(What you have to do): Take the listing below from the line containing "of the hallway" through its final line, and rewrite that stretch with "evaluation" substituted for every "benchmark", keeping everything else unchanged.
Start Rows
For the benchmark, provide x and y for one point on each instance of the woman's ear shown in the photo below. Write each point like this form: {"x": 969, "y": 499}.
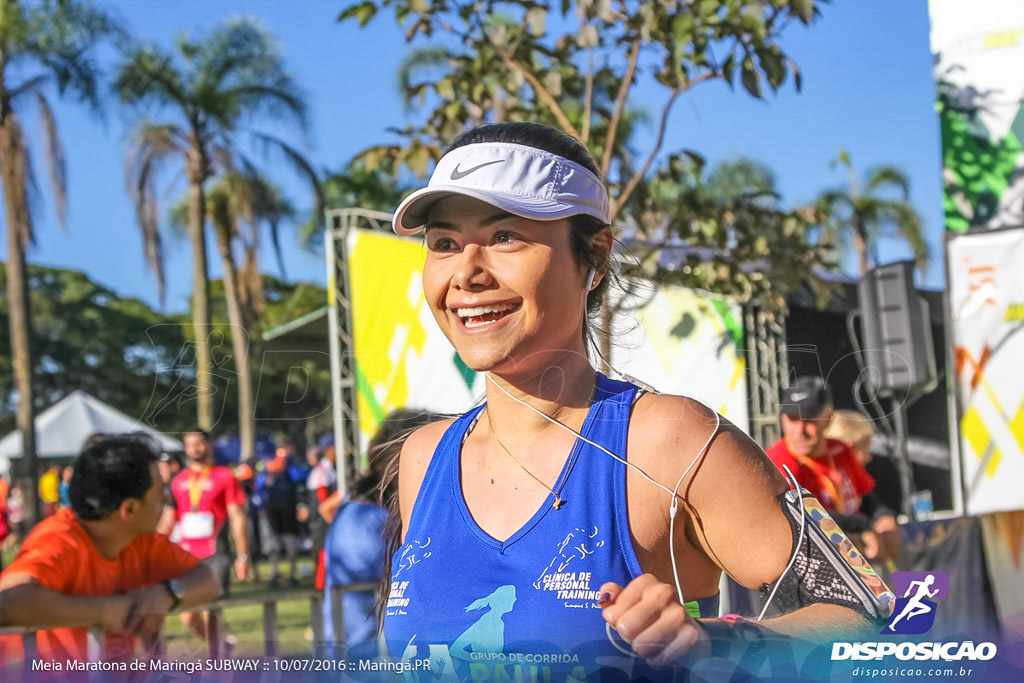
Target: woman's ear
{"x": 602, "y": 242}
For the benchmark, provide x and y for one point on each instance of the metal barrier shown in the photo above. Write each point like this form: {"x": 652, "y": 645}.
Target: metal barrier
{"x": 215, "y": 639}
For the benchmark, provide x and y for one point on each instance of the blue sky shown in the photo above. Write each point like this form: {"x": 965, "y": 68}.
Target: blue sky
{"x": 867, "y": 87}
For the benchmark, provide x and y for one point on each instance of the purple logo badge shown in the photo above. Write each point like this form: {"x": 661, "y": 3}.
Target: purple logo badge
{"x": 914, "y": 612}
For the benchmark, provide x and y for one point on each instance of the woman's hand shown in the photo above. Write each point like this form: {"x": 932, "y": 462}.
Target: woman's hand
{"x": 647, "y": 614}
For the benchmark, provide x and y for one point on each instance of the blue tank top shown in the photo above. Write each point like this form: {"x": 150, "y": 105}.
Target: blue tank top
{"x": 524, "y": 608}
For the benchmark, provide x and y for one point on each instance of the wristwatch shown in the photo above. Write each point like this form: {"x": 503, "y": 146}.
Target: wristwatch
{"x": 176, "y": 591}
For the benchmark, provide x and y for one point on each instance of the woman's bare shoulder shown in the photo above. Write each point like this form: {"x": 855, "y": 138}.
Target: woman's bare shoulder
{"x": 416, "y": 455}
{"x": 420, "y": 445}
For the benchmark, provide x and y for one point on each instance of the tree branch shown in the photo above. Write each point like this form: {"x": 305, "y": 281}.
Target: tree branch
{"x": 588, "y": 96}
{"x": 620, "y": 201}
{"x": 620, "y": 107}
{"x": 541, "y": 91}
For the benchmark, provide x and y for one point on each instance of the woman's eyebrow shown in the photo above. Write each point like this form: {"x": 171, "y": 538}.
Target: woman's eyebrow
{"x": 489, "y": 220}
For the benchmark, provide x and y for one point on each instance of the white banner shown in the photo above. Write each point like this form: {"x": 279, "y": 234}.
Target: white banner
{"x": 986, "y": 301}
{"x": 681, "y": 342}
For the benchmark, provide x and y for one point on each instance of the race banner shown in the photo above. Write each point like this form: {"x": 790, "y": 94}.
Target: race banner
{"x": 978, "y": 47}
{"x": 681, "y": 342}
{"x": 986, "y": 306}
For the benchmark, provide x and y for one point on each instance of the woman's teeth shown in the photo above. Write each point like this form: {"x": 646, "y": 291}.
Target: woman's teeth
{"x": 477, "y": 316}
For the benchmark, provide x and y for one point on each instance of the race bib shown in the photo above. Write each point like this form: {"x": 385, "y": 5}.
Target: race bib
{"x": 197, "y": 525}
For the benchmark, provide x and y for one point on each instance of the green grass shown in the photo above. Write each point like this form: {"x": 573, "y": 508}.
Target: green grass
{"x": 246, "y": 624}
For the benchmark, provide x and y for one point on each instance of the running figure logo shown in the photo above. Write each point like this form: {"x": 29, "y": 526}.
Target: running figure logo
{"x": 914, "y": 612}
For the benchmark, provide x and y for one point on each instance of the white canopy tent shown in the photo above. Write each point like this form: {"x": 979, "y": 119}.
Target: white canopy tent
{"x": 61, "y": 429}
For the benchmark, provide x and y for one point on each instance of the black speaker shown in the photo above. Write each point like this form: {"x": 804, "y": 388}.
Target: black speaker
{"x": 897, "y": 331}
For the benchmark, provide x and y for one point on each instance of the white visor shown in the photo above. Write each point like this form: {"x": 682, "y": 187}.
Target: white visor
{"x": 520, "y": 179}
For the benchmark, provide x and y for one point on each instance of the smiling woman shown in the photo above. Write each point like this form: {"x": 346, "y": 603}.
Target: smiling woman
{"x": 531, "y": 534}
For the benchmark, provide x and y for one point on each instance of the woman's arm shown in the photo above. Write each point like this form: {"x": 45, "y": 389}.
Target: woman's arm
{"x": 729, "y": 511}
{"x": 25, "y": 602}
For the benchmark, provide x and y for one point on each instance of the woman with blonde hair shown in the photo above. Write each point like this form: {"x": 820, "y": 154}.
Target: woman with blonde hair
{"x": 853, "y": 429}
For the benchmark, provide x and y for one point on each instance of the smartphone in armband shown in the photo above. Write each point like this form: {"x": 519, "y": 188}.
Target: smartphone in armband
{"x": 846, "y": 559}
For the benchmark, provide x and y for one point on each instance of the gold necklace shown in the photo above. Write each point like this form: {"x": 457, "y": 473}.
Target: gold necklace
{"x": 558, "y": 501}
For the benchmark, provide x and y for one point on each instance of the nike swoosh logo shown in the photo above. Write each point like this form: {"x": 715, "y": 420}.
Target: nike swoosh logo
{"x": 459, "y": 175}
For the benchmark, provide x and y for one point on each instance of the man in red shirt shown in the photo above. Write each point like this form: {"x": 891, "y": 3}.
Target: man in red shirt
{"x": 210, "y": 502}
{"x": 829, "y": 469}
{"x": 99, "y": 562}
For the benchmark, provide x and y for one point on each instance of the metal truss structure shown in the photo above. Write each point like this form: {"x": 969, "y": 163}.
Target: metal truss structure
{"x": 766, "y": 370}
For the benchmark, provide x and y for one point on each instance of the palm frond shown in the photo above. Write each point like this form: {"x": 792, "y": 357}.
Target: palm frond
{"x": 881, "y": 177}
{"x": 60, "y": 37}
{"x": 299, "y": 164}
{"x": 31, "y": 86}
{"x": 54, "y": 156}
{"x": 148, "y": 76}
{"x": 902, "y": 221}
{"x": 19, "y": 212}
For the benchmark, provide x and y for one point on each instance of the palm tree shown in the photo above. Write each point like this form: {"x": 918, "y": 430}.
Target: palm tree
{"x": 881, "y": 209}
{"x": 237, "y": 206}
{"x": 41, "y": 44}
{"x": 219, "y": 82}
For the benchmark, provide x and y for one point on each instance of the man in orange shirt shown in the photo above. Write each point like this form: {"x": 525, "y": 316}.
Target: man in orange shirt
{"x": 101, "y": 562}
{"x": 829, "y": 469}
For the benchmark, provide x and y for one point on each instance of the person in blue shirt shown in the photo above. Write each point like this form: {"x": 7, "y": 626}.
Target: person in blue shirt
{"x": 358, "y": 542}
{"x": 571, "y": 523}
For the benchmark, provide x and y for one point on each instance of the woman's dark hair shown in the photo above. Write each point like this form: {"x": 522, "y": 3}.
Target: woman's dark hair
{"x": 205, "y": 433}
{"x": 584, "y": 227}
{"x": 381, "y": 482}
{"x": 109, "y": 473}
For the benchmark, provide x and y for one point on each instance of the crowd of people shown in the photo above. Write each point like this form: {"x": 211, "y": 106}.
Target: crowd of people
{"x": 518, "y": 526}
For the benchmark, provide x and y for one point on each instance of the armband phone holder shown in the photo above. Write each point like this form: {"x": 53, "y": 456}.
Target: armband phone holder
{"x": 849, "y": 563}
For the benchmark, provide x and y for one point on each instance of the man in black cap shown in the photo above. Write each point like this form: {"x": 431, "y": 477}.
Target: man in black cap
{"x": 828, "y": 469}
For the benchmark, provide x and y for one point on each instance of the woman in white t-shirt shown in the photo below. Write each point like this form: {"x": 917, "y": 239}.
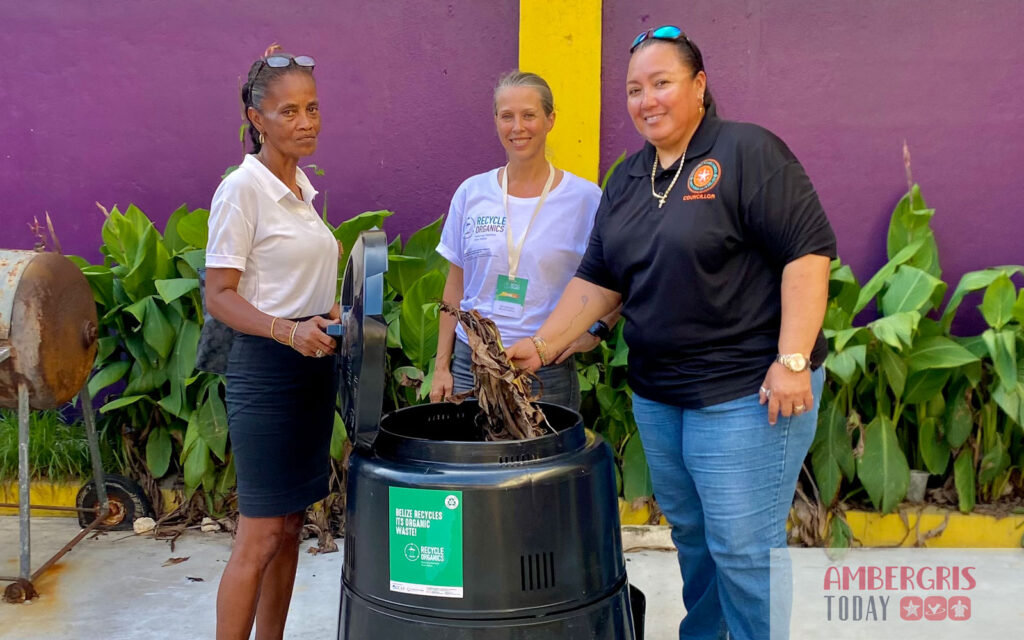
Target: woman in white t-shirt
{"x": 271, "y": 272}
{"x": 514, "y": 237}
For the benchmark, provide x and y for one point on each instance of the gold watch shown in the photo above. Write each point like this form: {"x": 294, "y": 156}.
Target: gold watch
{"x": 794, "y": 361}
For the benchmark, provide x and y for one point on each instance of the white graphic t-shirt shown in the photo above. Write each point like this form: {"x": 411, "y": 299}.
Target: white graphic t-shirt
{"x": 474, "y": 239}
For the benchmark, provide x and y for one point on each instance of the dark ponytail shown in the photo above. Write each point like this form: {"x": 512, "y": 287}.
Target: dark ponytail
{"x": 260, "y": 77}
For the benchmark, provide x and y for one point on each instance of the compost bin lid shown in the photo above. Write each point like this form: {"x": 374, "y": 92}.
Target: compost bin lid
{"x": 364, "y": 343}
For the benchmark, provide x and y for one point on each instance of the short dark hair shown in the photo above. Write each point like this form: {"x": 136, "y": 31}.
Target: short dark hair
{"x": 689, "y": 54}
{"x": 261, "y": 76}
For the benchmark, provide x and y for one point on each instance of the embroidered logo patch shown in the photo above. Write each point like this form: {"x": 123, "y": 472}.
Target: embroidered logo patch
{"x": 705, "y": 176}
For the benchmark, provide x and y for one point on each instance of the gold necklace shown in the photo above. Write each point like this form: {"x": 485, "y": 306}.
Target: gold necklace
{"x": 663, "y": 197}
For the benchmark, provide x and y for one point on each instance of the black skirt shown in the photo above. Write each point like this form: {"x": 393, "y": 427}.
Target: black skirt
{"x": 280, "y": 419}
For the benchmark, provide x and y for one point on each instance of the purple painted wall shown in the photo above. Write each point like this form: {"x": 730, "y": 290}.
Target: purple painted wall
{"x": 844, "y": 83}
{"x": 133, "y": 102}
{"x": 136, "y": 102}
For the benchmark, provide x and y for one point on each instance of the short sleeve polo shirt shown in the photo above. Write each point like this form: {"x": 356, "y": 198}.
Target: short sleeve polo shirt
{"x": 287, "y": 255}
{"x": 700, "y": 276}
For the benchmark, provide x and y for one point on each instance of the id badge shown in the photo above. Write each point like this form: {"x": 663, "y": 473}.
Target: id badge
{"x": 510, "y": 297}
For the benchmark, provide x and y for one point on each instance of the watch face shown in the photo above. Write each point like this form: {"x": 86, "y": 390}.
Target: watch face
{"x": 798, "y": 361}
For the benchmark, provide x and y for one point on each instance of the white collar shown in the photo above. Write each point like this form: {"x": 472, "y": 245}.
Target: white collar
{"x": 272, "y": 185}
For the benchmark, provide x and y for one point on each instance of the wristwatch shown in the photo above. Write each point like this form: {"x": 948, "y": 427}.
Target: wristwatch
{"x": 600, "y": 330}
{"x": 794, "y": 361}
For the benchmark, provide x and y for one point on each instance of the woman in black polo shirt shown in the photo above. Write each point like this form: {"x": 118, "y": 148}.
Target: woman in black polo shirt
{"x": 713, "y": 239}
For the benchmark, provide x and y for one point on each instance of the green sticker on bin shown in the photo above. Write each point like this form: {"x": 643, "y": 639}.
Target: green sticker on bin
{"x": 425, "y": 542}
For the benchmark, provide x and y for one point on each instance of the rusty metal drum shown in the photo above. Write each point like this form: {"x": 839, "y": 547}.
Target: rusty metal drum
{"x": 47, "y": 328}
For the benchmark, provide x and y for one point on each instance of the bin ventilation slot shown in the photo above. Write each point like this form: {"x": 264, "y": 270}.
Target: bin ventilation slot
{"x": 538, "y": 570}
{"x": 519, "y": 459}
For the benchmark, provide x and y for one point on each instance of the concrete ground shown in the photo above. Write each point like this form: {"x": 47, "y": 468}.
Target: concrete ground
{"x": 116, "y": 587}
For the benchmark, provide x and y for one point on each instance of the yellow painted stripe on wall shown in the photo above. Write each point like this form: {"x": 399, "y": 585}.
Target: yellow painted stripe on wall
{"x": 561, "y": 41}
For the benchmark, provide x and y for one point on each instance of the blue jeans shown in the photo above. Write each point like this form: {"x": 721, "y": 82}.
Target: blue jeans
{"x": 560, "y": 384}
{"x": 725, "y": 479}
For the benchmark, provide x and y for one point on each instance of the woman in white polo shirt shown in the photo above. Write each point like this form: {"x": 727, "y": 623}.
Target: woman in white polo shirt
{"x": 514, "y": 237}
{"x": 271, "y": 272}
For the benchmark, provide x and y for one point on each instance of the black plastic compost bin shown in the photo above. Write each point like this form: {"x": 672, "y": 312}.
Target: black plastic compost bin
{"x": 450, "y": 537}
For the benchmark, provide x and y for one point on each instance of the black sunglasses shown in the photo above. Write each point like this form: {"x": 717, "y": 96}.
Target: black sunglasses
{"x": 281, "y": 61}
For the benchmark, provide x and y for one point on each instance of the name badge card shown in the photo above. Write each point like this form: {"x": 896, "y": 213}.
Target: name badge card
{"x": 510, "y": 297}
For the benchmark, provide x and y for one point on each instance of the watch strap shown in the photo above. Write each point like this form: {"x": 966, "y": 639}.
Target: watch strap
{"x": 600, "y": 330}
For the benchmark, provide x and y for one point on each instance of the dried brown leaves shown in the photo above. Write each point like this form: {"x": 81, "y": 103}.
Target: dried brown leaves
{"x": 503, "y": 391}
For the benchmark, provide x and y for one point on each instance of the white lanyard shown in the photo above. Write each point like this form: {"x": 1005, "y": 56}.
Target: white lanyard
{"x": 516, "y": 251}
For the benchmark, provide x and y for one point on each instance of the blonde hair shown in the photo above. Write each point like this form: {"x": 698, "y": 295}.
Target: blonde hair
{"x": 516, "y": 78}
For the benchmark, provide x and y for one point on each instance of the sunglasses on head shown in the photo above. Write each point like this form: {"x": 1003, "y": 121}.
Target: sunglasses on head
{"x": 668, "y": 32}
{"x": 280, "y": 61}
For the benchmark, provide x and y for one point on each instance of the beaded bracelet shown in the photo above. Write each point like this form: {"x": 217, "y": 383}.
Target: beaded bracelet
{"x": 542, "y": 349}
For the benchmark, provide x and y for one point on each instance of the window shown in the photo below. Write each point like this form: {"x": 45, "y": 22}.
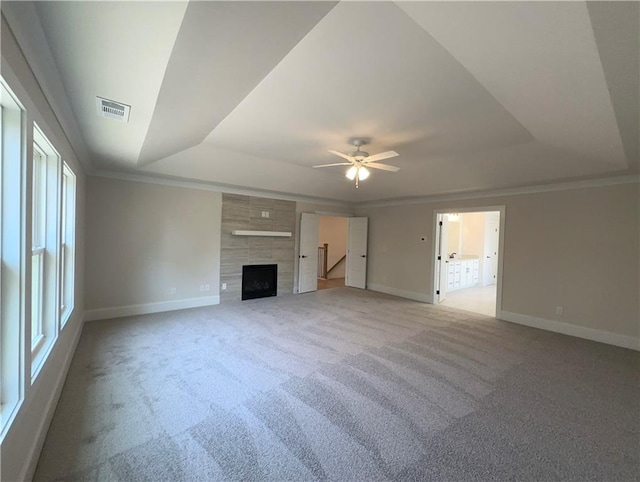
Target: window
{"x": 12, "y": 238}
{"x": 38, "y": 223}
{"x": 46, "y": 245}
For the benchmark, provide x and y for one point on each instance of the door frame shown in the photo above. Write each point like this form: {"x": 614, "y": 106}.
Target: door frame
{"x": 502, "y": 209}
{"x": 296, "y": 261}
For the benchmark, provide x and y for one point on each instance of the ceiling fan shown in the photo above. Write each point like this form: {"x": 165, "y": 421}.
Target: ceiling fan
{"x": 361, "y": 160}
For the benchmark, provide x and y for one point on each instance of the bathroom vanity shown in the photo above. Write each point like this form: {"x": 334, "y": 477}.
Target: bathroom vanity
{"x": 462, "y": 272}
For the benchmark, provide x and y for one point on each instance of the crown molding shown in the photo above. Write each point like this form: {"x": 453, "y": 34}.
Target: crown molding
{"x": 214, "y": 187}
{"x": 24, "y": 24}
{"x": 516, "y": 191}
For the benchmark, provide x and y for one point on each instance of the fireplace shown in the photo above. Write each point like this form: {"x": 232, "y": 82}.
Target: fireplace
{"x": 259, "y": 281}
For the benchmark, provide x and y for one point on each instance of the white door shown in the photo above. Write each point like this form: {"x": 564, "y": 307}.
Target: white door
{"x": 442, "y": 258}
{"x": 492, "y": 239}
{"x": 308, "y": 255}
{"x": 356, "y": 271}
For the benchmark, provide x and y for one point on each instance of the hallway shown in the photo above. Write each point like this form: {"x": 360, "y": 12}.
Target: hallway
{"x": 479, "y": 299}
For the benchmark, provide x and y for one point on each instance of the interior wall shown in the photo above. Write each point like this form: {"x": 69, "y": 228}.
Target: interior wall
{"x": 150, "y": 244}
{"x": 22, "y": 443}
{"x": 245, "y": 213}
{"x": 578, "y": 249}
{"x": 333, "y": 230}
{"x": 453, "y": 237}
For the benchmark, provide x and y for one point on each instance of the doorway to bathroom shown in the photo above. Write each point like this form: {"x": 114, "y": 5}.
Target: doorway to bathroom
{"x": 468, "y": 259}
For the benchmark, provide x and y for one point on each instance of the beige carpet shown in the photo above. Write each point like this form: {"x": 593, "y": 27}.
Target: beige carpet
{"x": 341, "y": 384}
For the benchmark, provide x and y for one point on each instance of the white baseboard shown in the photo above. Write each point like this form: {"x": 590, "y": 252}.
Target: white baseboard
{"x": 31, "y": 460}
{"x": 412, "y": 295}
{"x": 146, "y": 308}
{"x": 592, "y": 334}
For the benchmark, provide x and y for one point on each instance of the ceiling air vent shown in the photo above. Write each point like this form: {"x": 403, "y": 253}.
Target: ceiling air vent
End Rows
(Exercise result):
For the evaluation, provide x and y for one point on each instance of the hallway shown in the photo above. Write each point like this form: {"x": 360, "y": 12}.
Target: hallway
{"x": 479, "y": 299}
For the evaluation, provide x and y for one point on each instance of the interior wall shown in the photo above. Write each point like this form: {"x": 69, "y": 228}.
Target: interior wall
{"x": 150, "y": 244}
{"x": 22, "y": 443}
{"x": 245, "y": 213}
{"x": 578, "y": 249}
{"x": 333, "y": 230}
{"x": 453, "y": 237}
For the evaluation, provide x and y for one point on each instance of the doorway to bathroom shown in the photo above. Write each point like this form: {"x": 114, "y": 5}.
Target: doorway to bathroom
{"x": 468, "y": 259}
For the evaluation, provide x and y for one point on each instance of the beige carpet shown in the photo above. Write each point like this form: {"x": 593, "y": 27}.
Target: beige carpet
{"x": 341, "y": 384}
For the evaluation, provide x and y for one point on each instance of the white baseboard shown in the photo above. Write each point like this form: {"x": 590, "y": 252}.
Target: white baseboard
{"x": 31, "y": 460}
{"x": 412, "y": 295}
{"x": 146, "y": 308}
{"x": 592, "y": 334}
For the evaluation, provide x and y for one point on each instance of the ceiling air vent shown in the photo above. Write each point like this form: {"x": 403, "y": 253}.
Target: ceiling air vent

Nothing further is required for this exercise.